次のレコードから文字列「headlight」を含む行をすべて選び、その行を書き写してください。

------------------------------------------------------------

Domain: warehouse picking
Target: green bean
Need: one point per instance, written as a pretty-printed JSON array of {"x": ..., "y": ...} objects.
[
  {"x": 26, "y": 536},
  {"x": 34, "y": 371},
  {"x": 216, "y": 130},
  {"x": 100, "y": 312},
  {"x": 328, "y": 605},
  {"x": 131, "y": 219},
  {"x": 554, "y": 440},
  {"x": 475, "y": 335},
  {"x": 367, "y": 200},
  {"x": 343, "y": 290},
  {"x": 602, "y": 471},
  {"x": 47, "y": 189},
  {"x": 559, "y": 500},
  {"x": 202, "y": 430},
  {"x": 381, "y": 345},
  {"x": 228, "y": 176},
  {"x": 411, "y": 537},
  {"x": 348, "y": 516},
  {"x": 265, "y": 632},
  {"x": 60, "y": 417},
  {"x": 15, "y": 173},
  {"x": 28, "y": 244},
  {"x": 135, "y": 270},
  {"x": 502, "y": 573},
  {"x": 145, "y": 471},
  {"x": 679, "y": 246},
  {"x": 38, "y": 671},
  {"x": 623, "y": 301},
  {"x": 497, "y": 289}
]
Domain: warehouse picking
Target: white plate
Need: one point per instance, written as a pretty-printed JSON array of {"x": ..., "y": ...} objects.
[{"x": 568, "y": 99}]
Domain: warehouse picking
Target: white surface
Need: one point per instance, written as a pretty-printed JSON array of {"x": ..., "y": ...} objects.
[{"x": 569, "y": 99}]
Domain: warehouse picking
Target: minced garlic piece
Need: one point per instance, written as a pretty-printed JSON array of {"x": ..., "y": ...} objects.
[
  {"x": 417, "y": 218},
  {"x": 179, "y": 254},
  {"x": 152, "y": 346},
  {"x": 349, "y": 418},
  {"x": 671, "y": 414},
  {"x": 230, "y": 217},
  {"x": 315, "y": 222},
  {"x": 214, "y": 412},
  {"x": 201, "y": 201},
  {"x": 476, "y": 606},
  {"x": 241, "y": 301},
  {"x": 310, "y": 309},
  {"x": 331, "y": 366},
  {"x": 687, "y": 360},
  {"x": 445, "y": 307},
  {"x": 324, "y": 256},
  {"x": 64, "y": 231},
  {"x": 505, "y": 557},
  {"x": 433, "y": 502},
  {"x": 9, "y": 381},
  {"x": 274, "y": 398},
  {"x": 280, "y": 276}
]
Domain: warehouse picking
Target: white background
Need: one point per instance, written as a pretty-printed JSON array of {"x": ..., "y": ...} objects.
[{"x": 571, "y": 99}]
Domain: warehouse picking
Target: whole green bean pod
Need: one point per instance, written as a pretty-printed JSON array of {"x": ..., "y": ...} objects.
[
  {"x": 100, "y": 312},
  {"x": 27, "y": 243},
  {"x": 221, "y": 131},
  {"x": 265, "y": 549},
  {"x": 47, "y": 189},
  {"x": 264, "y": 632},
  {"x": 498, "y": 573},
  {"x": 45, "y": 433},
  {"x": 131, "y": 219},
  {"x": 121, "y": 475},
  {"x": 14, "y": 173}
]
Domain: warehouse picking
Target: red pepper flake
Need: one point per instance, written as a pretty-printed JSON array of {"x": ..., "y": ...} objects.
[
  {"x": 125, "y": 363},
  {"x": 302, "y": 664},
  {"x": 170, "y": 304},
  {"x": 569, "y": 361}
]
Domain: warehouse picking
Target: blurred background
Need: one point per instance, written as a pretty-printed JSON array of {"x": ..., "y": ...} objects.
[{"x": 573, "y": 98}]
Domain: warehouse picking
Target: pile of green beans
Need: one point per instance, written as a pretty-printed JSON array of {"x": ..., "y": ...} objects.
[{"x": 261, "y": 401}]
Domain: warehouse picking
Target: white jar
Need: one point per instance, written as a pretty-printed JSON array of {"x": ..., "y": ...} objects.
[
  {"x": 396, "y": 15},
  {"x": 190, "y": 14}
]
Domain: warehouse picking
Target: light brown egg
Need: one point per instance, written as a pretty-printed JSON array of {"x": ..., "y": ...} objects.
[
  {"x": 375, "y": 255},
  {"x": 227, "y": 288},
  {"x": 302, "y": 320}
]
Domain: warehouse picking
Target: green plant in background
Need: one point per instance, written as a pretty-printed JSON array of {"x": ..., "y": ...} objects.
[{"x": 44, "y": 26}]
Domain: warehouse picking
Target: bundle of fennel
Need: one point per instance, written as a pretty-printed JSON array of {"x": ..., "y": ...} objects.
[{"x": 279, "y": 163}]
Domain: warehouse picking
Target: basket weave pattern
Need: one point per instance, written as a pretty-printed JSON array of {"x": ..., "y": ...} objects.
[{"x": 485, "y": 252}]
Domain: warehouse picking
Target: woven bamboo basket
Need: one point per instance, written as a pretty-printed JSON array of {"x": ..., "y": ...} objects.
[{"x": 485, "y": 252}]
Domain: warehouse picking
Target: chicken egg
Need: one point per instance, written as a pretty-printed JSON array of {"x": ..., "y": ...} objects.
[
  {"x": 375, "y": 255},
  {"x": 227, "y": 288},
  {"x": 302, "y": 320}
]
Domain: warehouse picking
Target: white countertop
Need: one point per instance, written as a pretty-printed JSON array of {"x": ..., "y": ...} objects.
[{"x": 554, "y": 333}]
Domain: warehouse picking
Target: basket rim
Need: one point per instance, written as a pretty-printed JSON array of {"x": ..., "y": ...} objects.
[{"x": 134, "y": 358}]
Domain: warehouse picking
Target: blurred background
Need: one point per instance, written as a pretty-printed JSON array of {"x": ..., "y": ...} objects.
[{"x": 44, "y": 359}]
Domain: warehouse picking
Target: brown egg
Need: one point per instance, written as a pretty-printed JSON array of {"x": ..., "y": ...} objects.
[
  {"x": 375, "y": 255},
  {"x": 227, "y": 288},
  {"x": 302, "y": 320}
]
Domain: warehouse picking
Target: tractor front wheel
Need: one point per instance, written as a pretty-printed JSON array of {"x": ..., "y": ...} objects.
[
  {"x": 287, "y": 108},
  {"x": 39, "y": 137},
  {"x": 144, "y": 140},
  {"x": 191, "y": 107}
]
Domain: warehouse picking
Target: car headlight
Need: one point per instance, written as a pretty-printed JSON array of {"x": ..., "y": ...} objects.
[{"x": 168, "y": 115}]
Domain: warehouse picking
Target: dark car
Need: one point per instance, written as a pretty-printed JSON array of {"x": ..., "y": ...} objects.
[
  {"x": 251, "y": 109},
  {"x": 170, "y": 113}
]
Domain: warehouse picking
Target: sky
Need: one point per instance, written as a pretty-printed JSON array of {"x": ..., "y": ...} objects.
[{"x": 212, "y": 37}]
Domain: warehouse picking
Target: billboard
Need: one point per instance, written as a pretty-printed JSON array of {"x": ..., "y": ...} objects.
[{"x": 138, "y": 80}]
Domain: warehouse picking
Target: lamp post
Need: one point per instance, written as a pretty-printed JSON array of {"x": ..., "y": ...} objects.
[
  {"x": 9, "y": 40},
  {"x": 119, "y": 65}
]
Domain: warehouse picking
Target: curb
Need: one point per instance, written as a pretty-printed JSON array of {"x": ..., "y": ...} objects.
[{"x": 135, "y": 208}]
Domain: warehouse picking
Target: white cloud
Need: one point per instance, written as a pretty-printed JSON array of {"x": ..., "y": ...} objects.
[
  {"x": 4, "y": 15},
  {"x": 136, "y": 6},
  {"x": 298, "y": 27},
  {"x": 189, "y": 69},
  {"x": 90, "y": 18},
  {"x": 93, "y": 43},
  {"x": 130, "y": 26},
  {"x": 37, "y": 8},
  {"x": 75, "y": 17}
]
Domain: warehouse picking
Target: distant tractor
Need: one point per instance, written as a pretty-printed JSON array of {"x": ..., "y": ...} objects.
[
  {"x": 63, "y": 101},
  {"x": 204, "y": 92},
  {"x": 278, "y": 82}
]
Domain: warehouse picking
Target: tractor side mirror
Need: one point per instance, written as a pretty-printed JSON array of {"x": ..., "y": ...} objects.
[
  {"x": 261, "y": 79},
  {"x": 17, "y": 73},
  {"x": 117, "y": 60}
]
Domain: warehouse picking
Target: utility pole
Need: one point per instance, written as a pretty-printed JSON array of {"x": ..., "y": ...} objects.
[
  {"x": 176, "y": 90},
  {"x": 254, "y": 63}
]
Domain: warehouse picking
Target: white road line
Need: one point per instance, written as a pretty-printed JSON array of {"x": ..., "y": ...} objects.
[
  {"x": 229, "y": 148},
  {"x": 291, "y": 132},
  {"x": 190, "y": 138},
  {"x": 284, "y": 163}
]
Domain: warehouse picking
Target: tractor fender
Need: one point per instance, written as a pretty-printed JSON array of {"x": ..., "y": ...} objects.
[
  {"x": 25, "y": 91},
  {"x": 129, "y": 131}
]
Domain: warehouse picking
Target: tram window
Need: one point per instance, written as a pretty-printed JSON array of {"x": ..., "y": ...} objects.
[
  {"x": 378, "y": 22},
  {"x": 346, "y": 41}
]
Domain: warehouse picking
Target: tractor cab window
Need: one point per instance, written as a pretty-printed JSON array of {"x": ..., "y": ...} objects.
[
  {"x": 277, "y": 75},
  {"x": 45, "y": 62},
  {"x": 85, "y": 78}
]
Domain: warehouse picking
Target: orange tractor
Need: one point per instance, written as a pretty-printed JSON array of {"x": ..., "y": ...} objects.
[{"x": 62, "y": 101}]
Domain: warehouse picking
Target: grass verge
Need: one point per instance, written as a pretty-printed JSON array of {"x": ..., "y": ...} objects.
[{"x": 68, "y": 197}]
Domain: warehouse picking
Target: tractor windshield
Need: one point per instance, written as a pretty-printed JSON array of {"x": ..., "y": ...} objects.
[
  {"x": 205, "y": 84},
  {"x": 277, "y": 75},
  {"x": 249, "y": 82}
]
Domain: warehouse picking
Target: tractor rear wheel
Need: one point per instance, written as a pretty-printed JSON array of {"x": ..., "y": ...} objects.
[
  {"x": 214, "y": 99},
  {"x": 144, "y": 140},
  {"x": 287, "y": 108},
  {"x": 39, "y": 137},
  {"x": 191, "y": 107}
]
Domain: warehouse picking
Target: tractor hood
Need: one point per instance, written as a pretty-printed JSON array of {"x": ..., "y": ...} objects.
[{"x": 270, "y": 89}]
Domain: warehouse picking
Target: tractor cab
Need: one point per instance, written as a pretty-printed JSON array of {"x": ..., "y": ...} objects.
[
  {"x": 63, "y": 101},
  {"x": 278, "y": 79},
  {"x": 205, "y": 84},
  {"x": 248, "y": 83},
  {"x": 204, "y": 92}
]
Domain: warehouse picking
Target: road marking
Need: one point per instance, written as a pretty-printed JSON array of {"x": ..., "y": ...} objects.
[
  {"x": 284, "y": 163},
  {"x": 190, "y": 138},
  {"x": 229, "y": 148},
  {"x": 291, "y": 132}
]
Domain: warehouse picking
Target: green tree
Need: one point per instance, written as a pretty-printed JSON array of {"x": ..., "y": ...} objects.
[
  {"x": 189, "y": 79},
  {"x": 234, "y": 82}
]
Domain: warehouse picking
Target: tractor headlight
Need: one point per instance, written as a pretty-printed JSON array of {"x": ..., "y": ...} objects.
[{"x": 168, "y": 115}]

------------------------------------------------------------

## 課題の解答
Target: car headlight
Target: tractor headlight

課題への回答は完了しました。